§ **Fragen zum Material**:
1) Gib den Abschnitt aus dem Text über Klumms Sicht auf den Krieg wieder, der mit den Wörtern „Klumm hält den“ beginnt und mit „dieser Qualen sei.“ endet. Tausche darin „Gewinne“ gegen „Vorteile“ aus.
2) Nenne alle Verben im Satz des Textes über Klumms Sicht auf den Krieg, der mit „Er regt vor allem“ beginnt.

§ **Vorliegender Text**:
....................

Aber wer wagt er ernstlich zu bestreiten, daß wir den Krieg restlos in die Reihe unserer sozusagen instinktiven Lebensfunktionen mit eingereiht haben? […] Die heutige Jugend weiß gar nicht, was dieser sagenhafte Zustand »Frieden« bedeutet, den sie nie erlebt hat. Ja, wenn man es genau nimmt, hat es eigentlich noch niemals Frieden gegeben, so wie es meiner Überzeugung nach auch nie einen geben wird. […] Es war eben immer Krieg, seit die Welt besteht. Krieg ist der natürliche Zustand der Menschheit, nur seine äußere Form wechselt.“ S. 49-50

Klumm hält den Krieg als solchen für nichts schlechtes, er nennt umgekehrt die Vorteile des Krieges. Er regt vor allem den materiellen Fortschritt der Gesellschaft an, ist also eine Triebkraft, dank derer die Menschen ihre Umwelt verbessern und kultivieren, um besser zu leben. Auch wenn Viele wegen des Krieges sterben, sind die Verluste geringer als Gewinne. Der Krieg wird also rein materialistisch und pragmatisch auf seine äußeren Folgen reduziert. Der Vorwurf, der Krieg würde bei den Menschen innerliches Leid und psychische Schaden anrichten, wird mit dem Argument abgetan, der Mensch sei vom Gott zum Leiden verurteilt, weswegen der Krieg an sich keine Ursache dieser Qualen sei.

....................

§ **Gezeigte Daten**:
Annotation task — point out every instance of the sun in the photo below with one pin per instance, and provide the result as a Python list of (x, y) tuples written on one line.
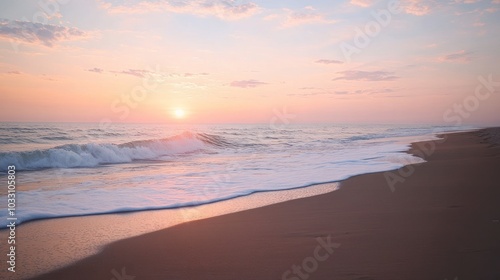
[(179, 113)]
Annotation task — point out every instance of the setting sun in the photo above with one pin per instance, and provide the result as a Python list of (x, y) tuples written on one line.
[(179, 113)]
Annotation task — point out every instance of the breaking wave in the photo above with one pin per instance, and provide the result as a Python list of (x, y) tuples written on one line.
[(94, 154)]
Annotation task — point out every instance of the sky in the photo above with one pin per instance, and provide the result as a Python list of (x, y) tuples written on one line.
[(238, 61)]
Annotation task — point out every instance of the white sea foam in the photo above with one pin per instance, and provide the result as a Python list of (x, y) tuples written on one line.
[(141, 167)]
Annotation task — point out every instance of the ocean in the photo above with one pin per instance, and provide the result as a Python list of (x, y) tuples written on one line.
[(79, 169)]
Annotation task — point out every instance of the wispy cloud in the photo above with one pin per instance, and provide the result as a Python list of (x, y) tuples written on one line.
[(308, 16), (362, 3), (366, 76), (36, 33), (95, 70), (460, 56), (141, 73), (223, 9), (418, 7), (15, 72), (328, 61), (313, 91), (247, 83)]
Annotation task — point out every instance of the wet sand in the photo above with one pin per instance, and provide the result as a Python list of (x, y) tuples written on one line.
[(435, 220)]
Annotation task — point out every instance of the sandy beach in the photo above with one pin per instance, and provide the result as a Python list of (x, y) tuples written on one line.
[(435, 220)]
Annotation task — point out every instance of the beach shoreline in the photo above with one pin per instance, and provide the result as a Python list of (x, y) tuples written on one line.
[(288, 232)]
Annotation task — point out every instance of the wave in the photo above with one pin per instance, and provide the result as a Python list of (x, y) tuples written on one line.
[(95, 154)]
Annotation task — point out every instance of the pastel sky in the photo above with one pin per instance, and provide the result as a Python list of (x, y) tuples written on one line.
[(232, 61)]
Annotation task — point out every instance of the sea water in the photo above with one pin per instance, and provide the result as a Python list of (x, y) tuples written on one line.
[(68, 169)]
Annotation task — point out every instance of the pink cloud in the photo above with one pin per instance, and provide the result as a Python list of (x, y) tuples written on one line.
[(362, 3), (37, 33), (227, 10), (247, 83), (417, 7), (309, 16), (462, 56)]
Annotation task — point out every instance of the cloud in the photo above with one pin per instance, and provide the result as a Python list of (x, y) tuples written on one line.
[(328, 61), (460, 56), (418, 7), (133, 72), (223, 9), (309, 16), (96, 70), (362, 3), (247, 83), (195, 74), (366, 76), (321, 91), (36, 33)]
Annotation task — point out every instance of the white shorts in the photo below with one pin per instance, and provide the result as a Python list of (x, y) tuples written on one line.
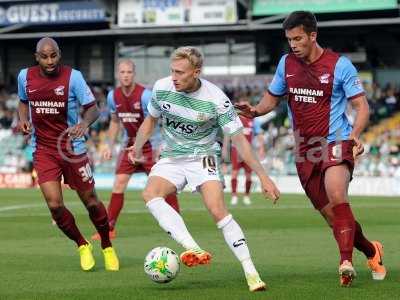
[(193, 171)]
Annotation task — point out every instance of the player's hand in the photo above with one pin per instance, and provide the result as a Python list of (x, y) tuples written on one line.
[(77, 131), (269, 189), (246, 110), (25, 127), (135, 157), (107, 153), (358, 147)]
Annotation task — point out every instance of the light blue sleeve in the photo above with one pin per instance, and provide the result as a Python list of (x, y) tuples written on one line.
[(257, 126), (79, 89), (22, 85), (278, 85), (348, 77), (111, 102), (153, 108), (146, 98)]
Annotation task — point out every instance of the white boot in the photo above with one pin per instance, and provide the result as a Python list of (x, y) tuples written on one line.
[(234, 200), (246, 200)]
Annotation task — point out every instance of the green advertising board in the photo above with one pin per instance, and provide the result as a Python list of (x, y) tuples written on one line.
[(275, 7)]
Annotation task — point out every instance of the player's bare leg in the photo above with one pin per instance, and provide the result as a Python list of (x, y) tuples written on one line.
[(213, 197), (98, 216), (246, 198), (154, 194), (373, 250), (337, 180), (52, 193), (116, 203), (234, 174)]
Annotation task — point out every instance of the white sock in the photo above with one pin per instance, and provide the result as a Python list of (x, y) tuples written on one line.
[(171, 222), (234, 237)]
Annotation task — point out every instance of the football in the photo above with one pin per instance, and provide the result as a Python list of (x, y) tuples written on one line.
[(161, 264)]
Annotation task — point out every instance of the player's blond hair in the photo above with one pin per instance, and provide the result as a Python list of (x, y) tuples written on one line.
[(192, 54), (126, 61)]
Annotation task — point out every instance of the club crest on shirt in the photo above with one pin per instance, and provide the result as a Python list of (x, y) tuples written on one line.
[(324, 78), (59, 91)]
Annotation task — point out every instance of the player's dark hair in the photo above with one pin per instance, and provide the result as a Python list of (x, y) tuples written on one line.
[(301, 18)]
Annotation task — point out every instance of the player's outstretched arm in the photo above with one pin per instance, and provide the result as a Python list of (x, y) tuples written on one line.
[(89, 116), (266, 105), (112, 134), (143, 135), (23, 113), (246, 152), (360, 104)]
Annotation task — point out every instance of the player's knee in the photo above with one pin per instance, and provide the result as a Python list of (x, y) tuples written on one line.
[(148, 194), (56, 210), (119, 186), (336, 196)]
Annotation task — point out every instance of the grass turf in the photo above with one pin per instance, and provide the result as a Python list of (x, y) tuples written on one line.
[(291, 246)]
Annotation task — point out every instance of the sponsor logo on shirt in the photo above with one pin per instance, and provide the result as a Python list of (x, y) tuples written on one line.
[(201, 117), (180, 126), (128, 117), (306, 95), (59, 91), (47, 107), (136, 105), (324, 78)]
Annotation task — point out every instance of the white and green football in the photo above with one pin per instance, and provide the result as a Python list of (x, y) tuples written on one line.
[(161, 264)]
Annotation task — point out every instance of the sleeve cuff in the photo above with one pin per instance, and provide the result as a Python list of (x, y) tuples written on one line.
[(356, 96), (275, 95), (239, 130), (89, 105), (153, 112)]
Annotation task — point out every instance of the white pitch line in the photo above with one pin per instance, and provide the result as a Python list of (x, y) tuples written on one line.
[(195, 209)]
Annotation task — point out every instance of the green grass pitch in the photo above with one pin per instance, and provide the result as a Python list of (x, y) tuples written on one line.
[(292, 247)]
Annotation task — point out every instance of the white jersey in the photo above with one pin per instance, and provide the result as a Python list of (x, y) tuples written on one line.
[(192, 121)]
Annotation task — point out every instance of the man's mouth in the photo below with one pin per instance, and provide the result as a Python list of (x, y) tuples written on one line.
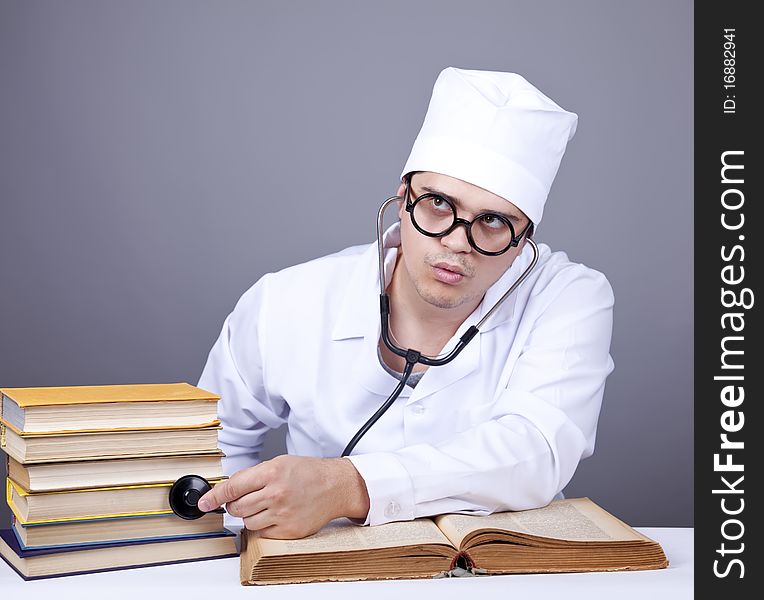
[(448, 273)]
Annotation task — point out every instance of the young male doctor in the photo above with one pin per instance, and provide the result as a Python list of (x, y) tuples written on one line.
[(503, 426)]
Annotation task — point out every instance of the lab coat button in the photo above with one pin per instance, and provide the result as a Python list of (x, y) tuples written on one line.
[(392, 509)]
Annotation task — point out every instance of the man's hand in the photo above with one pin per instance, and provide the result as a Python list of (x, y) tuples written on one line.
[(291, 497)]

....................

§ **Ergebnisse je Aufgabe**:
1)
Klumm hält den Krieg als solchen für nichts schlechtes, er nennt umgekehrt die Vorteile des Krieges. Er regt vor allem den materiellen Fortschritt der Gesellschaft an, ist also eine Triebkraft, dank derer die Menschen ihre Umwelt verbessern und kultivieren, um besser zu leben. Auch wenn Viele wegen des Krieges sterben, sind die Verluste geringer als Vorteile. Der Krieg wird also rein materialistisch und pragmatisch auf seine äußeren Folgen reduziert. Der Vorwurf, der Krieg würde bei den Menschen innerliches Leid und psychische Schaden anrichten, wird mit dem Argument abgetan, der Mensch sei vom Gott zum Leiden verurteilt, weswegen der Krieg an sich keine Ursache dieser Qualen sei.

2) regt an, ist, verbessern, kultivieren, leben